> [Records for processing]
::::
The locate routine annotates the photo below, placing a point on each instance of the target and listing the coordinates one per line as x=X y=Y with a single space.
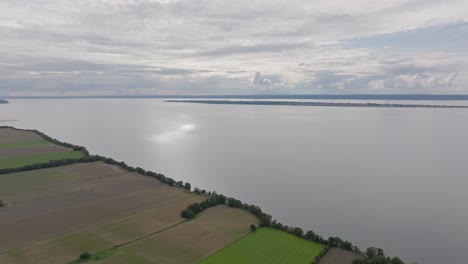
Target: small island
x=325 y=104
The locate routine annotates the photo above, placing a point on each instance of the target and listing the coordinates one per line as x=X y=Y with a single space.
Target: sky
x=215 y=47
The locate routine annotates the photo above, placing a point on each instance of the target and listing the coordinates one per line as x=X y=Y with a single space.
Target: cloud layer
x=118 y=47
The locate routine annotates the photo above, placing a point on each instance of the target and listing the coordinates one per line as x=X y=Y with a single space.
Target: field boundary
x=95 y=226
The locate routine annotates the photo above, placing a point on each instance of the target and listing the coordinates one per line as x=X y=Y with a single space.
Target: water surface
::::
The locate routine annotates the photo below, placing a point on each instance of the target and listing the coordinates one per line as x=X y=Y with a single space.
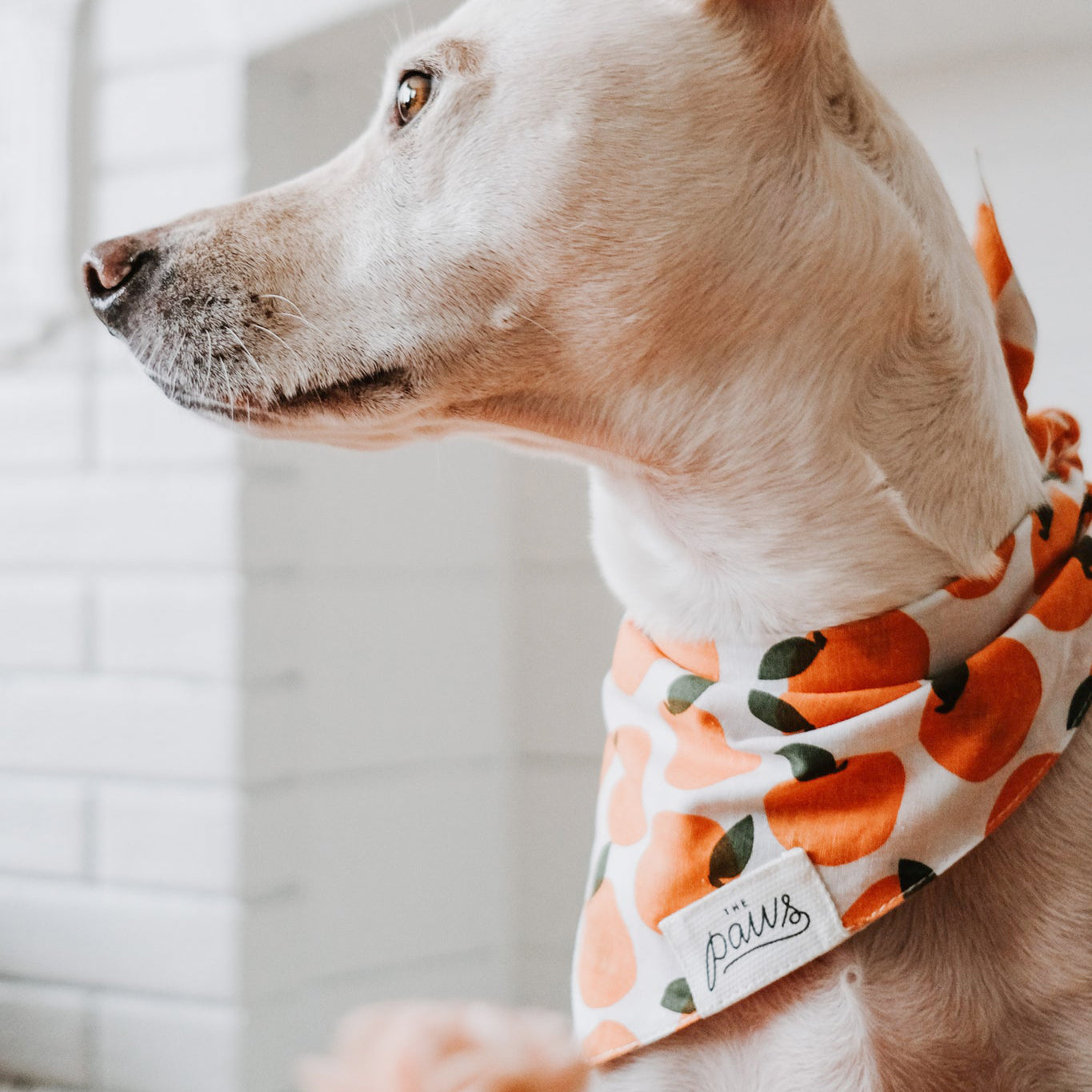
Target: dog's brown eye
::::
> [Exercise goal] In the records above, find the line with "Target: cloud layer"; write out exactly that line and each one after it, stopping after the line with "Target: water surface".

> [Output below]
Target: cloud layer
x=118 y=47
The locate routine annotates the photo above, placing a point on each instance of the target and listing the coordinates one per line as x=X y=Y with a single space.
Target: field boundary
x=95 y=226
The locate routine annotates the photo above, placing a point on each instance of the target and listing the coordinates one per line as x=X y=Y with a single space.
Target: water surface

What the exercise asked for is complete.